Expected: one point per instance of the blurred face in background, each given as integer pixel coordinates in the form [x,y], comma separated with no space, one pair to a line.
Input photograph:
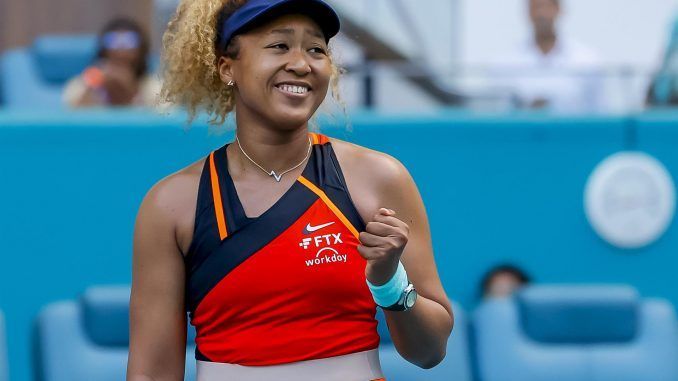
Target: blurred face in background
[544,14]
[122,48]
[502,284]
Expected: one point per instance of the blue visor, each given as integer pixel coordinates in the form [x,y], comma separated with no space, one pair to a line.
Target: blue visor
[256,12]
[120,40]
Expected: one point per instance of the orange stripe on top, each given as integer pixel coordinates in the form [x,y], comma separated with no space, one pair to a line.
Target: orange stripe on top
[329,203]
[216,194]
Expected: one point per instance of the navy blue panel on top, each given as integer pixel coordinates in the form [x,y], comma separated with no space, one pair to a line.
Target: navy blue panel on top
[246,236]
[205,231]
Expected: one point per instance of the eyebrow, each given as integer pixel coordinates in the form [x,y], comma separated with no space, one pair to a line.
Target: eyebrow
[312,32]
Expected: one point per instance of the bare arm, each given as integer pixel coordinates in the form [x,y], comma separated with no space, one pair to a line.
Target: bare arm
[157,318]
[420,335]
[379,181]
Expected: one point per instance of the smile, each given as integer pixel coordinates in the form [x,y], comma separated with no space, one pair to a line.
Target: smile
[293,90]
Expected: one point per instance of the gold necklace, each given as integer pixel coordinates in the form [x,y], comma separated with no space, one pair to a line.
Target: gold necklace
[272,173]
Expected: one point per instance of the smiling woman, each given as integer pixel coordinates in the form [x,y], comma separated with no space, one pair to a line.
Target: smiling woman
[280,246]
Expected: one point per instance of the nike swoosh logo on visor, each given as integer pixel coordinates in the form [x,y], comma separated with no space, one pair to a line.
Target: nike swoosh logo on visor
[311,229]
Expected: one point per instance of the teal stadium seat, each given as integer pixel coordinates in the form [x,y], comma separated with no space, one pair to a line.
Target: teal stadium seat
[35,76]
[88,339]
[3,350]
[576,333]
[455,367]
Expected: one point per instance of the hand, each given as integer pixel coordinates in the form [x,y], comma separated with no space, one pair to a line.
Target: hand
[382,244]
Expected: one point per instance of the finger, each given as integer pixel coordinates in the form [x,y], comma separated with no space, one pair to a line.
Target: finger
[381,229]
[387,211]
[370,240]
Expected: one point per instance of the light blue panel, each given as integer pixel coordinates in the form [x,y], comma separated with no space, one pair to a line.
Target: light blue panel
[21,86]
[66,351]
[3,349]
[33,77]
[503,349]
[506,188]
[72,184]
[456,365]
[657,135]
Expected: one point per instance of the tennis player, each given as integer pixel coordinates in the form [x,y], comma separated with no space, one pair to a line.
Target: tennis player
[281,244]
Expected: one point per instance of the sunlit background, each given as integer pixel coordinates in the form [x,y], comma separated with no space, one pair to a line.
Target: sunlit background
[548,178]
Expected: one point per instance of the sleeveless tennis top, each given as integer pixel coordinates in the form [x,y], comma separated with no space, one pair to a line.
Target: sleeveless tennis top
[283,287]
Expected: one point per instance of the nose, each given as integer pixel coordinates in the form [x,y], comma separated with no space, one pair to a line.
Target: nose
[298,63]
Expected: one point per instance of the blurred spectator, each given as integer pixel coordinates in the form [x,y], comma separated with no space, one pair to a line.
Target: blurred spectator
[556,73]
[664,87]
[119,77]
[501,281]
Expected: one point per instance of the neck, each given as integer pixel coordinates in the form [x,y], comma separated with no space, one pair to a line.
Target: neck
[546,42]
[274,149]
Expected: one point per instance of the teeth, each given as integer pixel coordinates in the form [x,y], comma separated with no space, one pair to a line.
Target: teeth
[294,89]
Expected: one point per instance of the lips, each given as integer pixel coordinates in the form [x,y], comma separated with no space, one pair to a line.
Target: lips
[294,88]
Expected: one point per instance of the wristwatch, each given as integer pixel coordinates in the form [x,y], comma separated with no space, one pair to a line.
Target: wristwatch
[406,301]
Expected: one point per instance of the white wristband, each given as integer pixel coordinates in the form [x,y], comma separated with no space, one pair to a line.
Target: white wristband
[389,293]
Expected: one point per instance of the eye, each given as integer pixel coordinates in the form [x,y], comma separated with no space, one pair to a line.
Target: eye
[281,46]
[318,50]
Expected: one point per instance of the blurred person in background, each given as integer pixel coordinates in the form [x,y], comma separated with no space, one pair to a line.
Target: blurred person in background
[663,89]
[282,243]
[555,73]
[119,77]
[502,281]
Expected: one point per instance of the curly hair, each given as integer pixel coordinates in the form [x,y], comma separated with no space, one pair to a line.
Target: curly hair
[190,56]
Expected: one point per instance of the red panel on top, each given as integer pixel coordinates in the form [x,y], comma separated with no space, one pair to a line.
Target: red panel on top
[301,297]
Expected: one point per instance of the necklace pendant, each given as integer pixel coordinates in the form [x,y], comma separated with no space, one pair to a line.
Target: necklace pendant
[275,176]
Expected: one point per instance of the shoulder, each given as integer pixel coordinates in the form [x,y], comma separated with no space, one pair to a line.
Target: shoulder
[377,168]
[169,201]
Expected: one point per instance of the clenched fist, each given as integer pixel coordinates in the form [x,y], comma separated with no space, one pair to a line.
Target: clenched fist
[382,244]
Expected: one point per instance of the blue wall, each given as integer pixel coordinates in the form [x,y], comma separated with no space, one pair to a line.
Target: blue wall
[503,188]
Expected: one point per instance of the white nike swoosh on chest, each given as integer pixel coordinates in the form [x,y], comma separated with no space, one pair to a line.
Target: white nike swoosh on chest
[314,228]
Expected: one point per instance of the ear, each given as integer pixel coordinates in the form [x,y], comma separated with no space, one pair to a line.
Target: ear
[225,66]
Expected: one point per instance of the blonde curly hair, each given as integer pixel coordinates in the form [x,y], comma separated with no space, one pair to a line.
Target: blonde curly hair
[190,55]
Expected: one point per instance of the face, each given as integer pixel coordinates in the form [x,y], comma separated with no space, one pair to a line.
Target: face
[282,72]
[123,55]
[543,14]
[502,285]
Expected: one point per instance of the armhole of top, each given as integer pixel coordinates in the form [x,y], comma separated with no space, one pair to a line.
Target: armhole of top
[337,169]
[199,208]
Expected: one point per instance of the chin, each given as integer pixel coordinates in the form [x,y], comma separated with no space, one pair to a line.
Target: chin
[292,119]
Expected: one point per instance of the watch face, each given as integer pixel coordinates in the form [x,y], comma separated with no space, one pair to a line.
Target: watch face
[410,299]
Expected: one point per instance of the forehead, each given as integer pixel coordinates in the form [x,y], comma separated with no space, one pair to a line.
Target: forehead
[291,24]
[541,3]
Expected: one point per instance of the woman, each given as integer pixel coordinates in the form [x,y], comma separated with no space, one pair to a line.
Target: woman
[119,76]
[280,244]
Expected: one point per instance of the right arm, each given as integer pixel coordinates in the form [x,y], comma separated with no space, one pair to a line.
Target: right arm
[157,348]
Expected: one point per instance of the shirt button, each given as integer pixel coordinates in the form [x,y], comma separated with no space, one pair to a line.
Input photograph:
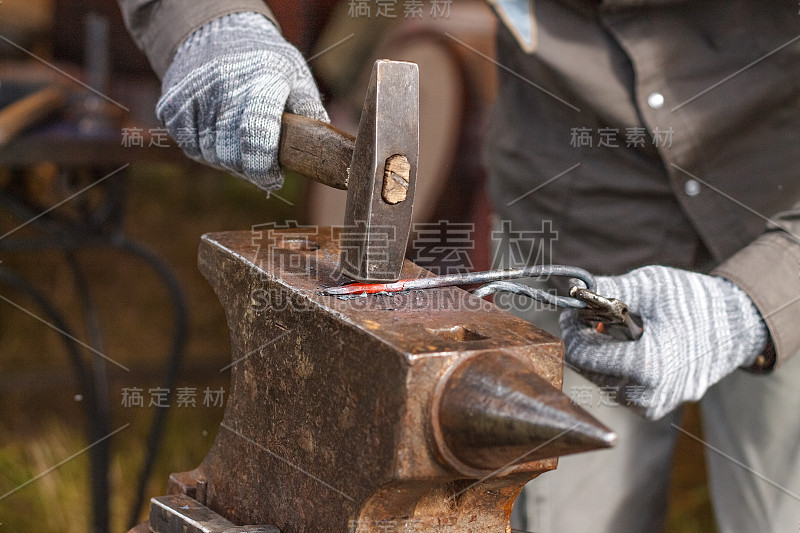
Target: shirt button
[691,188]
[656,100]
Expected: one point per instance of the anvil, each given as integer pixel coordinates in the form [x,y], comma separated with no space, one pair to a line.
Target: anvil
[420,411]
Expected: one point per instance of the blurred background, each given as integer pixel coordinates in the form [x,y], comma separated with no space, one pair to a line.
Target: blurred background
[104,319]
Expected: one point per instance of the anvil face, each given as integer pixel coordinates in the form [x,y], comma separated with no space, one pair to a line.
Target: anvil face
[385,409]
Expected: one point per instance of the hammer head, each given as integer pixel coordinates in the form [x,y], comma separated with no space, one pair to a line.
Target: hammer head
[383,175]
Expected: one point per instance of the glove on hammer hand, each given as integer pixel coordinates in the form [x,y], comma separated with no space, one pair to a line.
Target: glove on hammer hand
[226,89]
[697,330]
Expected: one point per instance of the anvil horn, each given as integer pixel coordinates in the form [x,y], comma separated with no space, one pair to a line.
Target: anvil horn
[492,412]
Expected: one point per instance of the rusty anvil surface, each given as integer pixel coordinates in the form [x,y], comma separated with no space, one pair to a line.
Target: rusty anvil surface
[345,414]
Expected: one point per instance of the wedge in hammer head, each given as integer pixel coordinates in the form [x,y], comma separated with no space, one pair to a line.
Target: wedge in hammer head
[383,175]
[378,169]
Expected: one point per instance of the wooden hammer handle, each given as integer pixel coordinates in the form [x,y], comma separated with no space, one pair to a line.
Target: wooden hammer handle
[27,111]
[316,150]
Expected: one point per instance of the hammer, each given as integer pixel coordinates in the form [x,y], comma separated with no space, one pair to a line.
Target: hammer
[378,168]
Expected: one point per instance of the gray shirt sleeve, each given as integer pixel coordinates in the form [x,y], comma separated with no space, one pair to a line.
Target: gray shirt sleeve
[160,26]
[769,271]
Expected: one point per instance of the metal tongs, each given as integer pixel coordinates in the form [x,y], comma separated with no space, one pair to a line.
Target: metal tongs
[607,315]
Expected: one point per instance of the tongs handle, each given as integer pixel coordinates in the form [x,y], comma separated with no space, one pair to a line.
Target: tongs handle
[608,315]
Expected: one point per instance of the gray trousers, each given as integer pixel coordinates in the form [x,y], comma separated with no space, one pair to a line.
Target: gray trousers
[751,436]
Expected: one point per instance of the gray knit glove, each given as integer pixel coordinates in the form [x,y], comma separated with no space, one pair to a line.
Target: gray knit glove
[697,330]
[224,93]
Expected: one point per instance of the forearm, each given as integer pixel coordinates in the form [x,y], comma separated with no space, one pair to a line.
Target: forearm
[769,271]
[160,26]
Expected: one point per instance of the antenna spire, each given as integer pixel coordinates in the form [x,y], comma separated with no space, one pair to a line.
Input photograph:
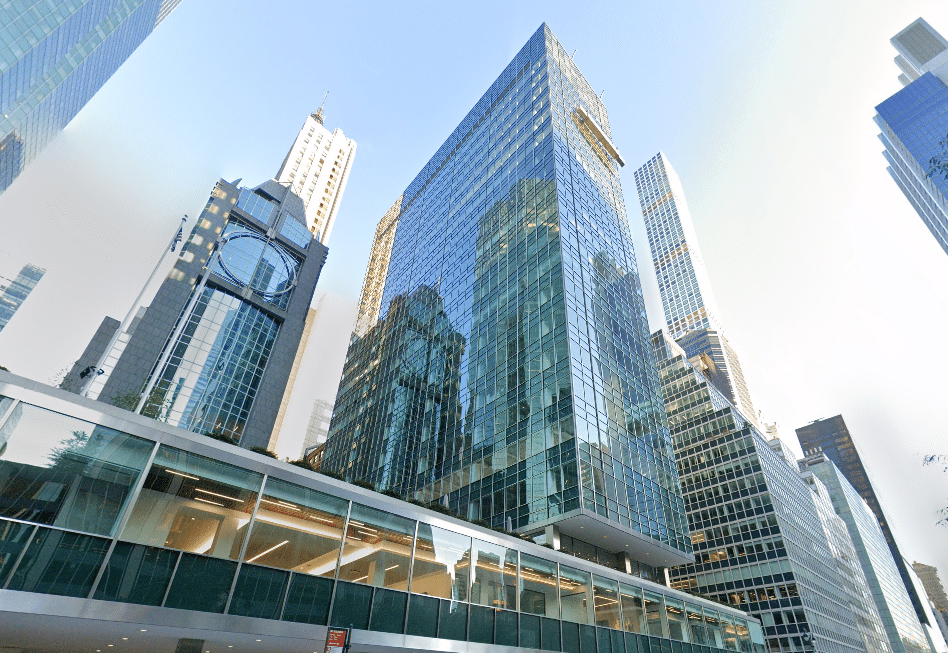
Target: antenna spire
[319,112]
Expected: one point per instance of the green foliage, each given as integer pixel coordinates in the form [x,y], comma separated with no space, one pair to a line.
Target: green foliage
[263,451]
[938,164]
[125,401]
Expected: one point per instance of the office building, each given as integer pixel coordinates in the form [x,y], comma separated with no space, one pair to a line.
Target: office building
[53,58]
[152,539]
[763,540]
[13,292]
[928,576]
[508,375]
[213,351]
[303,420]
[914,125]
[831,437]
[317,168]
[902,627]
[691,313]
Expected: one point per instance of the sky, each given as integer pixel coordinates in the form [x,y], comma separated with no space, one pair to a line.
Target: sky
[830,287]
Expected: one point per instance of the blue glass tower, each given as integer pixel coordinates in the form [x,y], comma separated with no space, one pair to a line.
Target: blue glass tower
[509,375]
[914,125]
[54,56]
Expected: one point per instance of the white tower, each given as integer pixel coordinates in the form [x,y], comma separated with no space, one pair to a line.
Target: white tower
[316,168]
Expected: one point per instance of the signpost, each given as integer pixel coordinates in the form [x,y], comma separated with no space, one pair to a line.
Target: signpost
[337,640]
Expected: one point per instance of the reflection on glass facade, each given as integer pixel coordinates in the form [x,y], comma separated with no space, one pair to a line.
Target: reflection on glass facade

* * * * * * *

▸ **What you are asked to do**
Write out exactly the lines beginning with the line that holds "Expected: one point per instance of the gray trousers, each" and ending with the final line of the data, both ends included, without the pictures.

▸ **Completed exercise**
Expected: one point per instance of the gray trousers, each given as integer pixel coordinates in the form [x,y], comma separated with no space, one pair to a line.
Target: gray trousers
[751,436]
Expected: one point per instance of the gray knit glove, each given as integer pixel coordinates in the form [x,y], comma separated with no space, one pair to a line.
Target: gray knit glove
[697,330]
[224,93]
Expected: one point per instance of the forearm, each given as integer pixel coordinates in the form [x,y], comma separated with no space, one pair to a line.
Target: forearm
[769,271]
[160,26]
Expected: one point per instance of the antenna spire, each given as integer pixel coordinates in the form [x,y], comma separated with no space, one pair to a line.
Input photograph:
Target: antenna spire
[319,112]
Expected: one point per instance of the green foliage, each given as integer pixel coordinates in the form [x,y], comma separated with no space, one pair to a line.
Target: green foliage
[263,451]
[938,164]
[125,401]
Expected: one point per instance of the office building, each given as integer pixel coordinates in the form [x,y], comma separated with no space, one pair to a line.
Target: office building
[53,58]
[152,539]
[763,540]
[13,292]
[928,576]
[508,375]
[213,351]
[303,420]
[914,125]
[831,437]
[317,168]
[902,627]
[691,313]
Expected: one point per instance of the sky, each given as integer pixel coordinates in the form [x,y], comma separated with no space, one pair to a line.
Target: sky
[830,287]
Expected: one point per instance of the blue glass tower, each given as integer pixel coordinates in the form [x,y], comma separated with no space, one pair to a line.
Target: blue glass tower
[509,375]
[914,125]
[54,56]
Expected: one point per instance of the white tower, each given as integer pixel coordinates in the form [x,y], comma separated with no space, one pair to a line.
Target: white tower
[316,168]
Expected: one point per instance of the signpost, each given as integer pixel coordinates in the form [x,y], comma separated with no space, one pair to a line.
Target: signpost
[337,640]
Expected: one point per instance of the reflection on glass facade, each given as integer pixel coordinates in the form [x,y], comma separated with no space, one pair to a line.
Target: reflection on glass facade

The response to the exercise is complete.